### BRIEF
Convert the records below into a numbered list with one line per number, leaving out any blank lines.

### Excerpts of pointing data
+-------+
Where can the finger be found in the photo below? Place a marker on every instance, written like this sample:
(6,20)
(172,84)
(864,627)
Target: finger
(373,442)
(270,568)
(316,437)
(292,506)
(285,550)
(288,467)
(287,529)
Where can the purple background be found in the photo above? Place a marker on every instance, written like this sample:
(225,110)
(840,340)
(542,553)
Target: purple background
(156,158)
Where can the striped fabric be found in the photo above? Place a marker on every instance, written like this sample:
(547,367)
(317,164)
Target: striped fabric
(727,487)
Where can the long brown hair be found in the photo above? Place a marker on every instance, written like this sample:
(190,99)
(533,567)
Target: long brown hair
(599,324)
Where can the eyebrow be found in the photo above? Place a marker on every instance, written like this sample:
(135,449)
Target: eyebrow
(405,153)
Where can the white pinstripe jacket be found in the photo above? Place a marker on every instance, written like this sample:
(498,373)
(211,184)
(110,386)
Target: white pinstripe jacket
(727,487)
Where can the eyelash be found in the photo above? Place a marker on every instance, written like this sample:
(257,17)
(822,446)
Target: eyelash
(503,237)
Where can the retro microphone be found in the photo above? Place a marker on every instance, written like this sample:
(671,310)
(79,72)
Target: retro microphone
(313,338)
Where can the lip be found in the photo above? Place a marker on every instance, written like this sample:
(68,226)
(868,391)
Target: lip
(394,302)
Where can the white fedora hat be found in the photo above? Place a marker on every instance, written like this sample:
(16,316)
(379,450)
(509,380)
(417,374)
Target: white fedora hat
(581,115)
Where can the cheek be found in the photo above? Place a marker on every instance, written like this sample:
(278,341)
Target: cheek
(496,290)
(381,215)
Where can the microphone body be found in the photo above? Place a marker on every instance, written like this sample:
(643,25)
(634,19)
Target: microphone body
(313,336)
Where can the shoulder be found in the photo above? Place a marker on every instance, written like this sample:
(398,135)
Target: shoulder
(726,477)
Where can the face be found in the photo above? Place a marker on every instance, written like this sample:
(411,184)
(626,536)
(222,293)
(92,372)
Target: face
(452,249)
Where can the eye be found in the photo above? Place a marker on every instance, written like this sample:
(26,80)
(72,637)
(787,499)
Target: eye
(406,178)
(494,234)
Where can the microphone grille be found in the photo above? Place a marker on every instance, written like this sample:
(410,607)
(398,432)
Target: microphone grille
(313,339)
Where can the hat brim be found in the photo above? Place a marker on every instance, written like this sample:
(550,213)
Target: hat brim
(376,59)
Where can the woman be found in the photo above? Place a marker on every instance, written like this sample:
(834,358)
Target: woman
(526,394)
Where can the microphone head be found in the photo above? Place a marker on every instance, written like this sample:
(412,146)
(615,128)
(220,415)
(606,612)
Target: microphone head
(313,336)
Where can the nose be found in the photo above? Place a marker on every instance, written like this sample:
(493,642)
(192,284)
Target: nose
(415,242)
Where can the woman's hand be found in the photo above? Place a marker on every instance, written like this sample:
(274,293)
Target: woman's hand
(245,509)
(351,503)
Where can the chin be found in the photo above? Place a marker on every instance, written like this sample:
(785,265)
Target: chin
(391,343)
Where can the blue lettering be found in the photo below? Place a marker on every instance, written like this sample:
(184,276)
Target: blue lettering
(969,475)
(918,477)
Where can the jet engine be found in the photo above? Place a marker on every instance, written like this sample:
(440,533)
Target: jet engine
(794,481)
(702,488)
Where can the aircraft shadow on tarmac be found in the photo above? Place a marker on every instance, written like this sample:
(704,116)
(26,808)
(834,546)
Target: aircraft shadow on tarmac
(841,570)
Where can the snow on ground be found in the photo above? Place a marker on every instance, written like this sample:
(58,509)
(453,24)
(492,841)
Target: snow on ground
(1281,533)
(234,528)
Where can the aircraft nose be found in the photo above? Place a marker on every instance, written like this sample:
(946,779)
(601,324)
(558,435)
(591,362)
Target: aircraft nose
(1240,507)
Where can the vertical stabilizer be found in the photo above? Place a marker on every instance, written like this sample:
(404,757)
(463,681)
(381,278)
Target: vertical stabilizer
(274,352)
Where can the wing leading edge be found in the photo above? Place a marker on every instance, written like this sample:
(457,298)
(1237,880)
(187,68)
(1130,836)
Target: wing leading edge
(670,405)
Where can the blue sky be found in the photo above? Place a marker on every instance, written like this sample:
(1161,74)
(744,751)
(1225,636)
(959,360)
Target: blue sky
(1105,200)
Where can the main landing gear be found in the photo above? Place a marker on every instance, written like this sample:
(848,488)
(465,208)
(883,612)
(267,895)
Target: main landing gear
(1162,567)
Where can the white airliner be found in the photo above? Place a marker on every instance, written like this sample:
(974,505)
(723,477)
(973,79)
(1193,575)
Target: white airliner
+-------+
### THE OUTPUT
1. Where can the finger be found in the photo below? Place a marker on every instance, written like this sample:
2. (6,20)
3. (172,84)
4. (864,627)
5. Target: finger
6. (373,442)
7. (270,568)
8. (316,437)
9. (292,506)
10. (285,550)
11. (288,467)
12. (287,529)
13. Where can the purple background be found in the photo above? Place a marker on every instance, written like this sample:
14. (225,110)
15. (840,340)
16. (542,553)
17. Target: purple background
18. (156,158)
19. Where can the striped fabric be found in the photo above? Place a marker on every instance, written like this sample:
20. (547,367)
21. (317,164)
22. Target: striped fabric
23. (727,487)
24. Where can the long brown hair be found in the photo above? Place a marker on every instance, written like this sample:
25. (190,99)
26. (533,567)
27. Target: long brown hair
28. (599,324)
29. Where can the eyebrow be found in the photo above? Place a marker on every instance, written like this sample:
30. (135,449)
31. Target: eyebrow
32. (405,153)
33. Where can the white pinstripe jacket be found in the photo above? Place a marker on every instance, written like this sample:
34. (498,373)
35. (211,184)
36. (110,386)
37. Target: white pinstripe jacket
38. (727,487)
39. Where can the eyelash be found in the photo above? Place a marker on every instance, written like this sample:
40. (257,17)
41. (822,446)
42. Target: eyelash
43. (503,237)
44. Where can the retro microphone be found in the photo above? Place a marker on every instance, written like this sample:
45. (671,310)
46. (79,72)
47. Target: retro microphone
48. (313,338)
49. Where can the lip be found in the photo above? Place a marker on every instance, written like this sample:
50. (68,226)
51. (868,391)
52. Target: lip
53. (394,302)
54. Where can the white fedora hat be found in the photo above? Place a marker on every instance, written like this sample:
55. (16,316)
56. (379,450)
57. (509,380)
58. (417,374)
59. Target: white fedora hat
60. (581,115)
61. Where can the cheek be found in the photo above? Place a marker on every instance, written like this sample:
62. (278,341)
63. Target: cheek
64. (496,290)
65. (381,215)
66. Where can the microphone body be found in the photo above? Place a marker on every instance, written like this sample:
67. (643,25)
68. (634,19)
69. Target: microphone body
70. (313,336)
71. Where can the shoulder be found in the photo above? Place a marker on every instance, written like this sample:
72. (398,135)
73. Target: shoulder
74. (726,477)
75. Where can the face be found in the photo above? Place a marker on every instance, written like this sample:
76. (411,184)
77. (626,536)
78. (222,293)
79. (92,372)
80. Target: face
81. (452,249)
82. Where can the eye be found in the photo above? Place a marker on every instance, written like this sample:
83. (26,80)
84. (72,637)
85. (787,499)
86. Target: eye
87. (406,178)
88. (494,234)
89. Where can the microphone grille be found in the photo above? Place a marker on every instance, written like this sample:
90. (410,607)
91. (398,432)
92. Target: microphone grille
93. (313,339)
94. Where can the hat brim be found in the photo above? Place a marker on every instance, written like this sample:
95. (550,213)
96. Target: hat brim
97. (376,59)
98. Where can the woman be found in the photo above? Place a marker on every instance, written like this sample:
99. (834,358)
100. Target: woman
101. (526,394)
102. Where can the microphone head be found in the photo above? Place a marker on every instance, written like this sample:
103. (412,146)
104. (615,128)
105. (220,415)
106. (606,612)
107. Target: microphone head
108. (313,336)
109. Where can the nose be found in the photo above? Place a marker on every instance, written like this sample:
110. (493,642)
111. (192,284)
112. Target: nose
113. (415,242)
114. Where can the woman's hand be found in the photo above? Place a marker on every instance, written like this sample:
115. (274,293)
116. Target: woman's hand
117. (245,509)
118. (351,503)
119. Where can the chin be found in the photo above? Place a marker on every instance, written like this sample:
120. (785,265)
121. Target: chin
122. (391,343)
123. Where can the blue lettering be found in the photo below? Place a marker on every instance, written like this sample:
124. (184,276)
125. Target: blue lettering
126. (969,475)
127. (918,477)
128. Where can the jet engine be found in the photo above? Place a marker on every instance, written like this sample:
129. (440,533)
130. Target: jet engine
131. (794,481)
132. (702,488)
133. Where can the aircraft shadow on tarmac be found in the photo above? Place a marker on every instance, written like this sample:
134. (704,116)
135. (26,808)
136. (834,546)
137. Target: aircraft shadow on tarmac
138. (841,570)
139. Where can the snow on ground be found in the photo above? Place a marker on every instance, written like this sample:
140. (58,509)
141. (453,24)
142. (492,841)
143. Target: snow on ground
144. (1281,533)
145. (234,528)
146. Where can the aircraft nose be found in the photo above? Place a marker on every instance, written like this sample:
147. (946,779)
148. (601,324)
149. (558,435)
150. (591,362)
151. Target: aircraft nose
152. (1240,507)
153. Where can the vertical stabilizer be found in the photo above? Place a marker on every instance, written like this sample:
154. (404,757)
155. (463,681)
156. (381,278)
157. Target: vertical stabilizer
158. (274,352)
159. Where can the wing leading edge be found in the photo above? Place a marker on every instance, written like this sample:
160. (457,298)
161. (1237,880)
162. (187,68)
163. (1130,836)
164. Target: wing leading edge
165. (670,405)
166. Where can the blue sky be found in the photo above? Place a marker on every instance, written like this sample:
167. (1161,74)
168. (744,751)
169. (1225,636)
170. (959,360)
171. Target: blue sky
172. (1105,200)
173. Where can the main landing gear be found in the photo above? Place a marker on every instance, written like this sample:
174. (848,488)
175. (465,208)
176. (883,612)
177. (267,895)
178. Target: main landing gear
179. (1162,567)
180. Where can the white airliner be found in the photo above? Place a marker on every instance, written like this sample:
181. (974,505)
182. (723,477)
183. (973,79)
184. (1193,575)
185. Target: white airliner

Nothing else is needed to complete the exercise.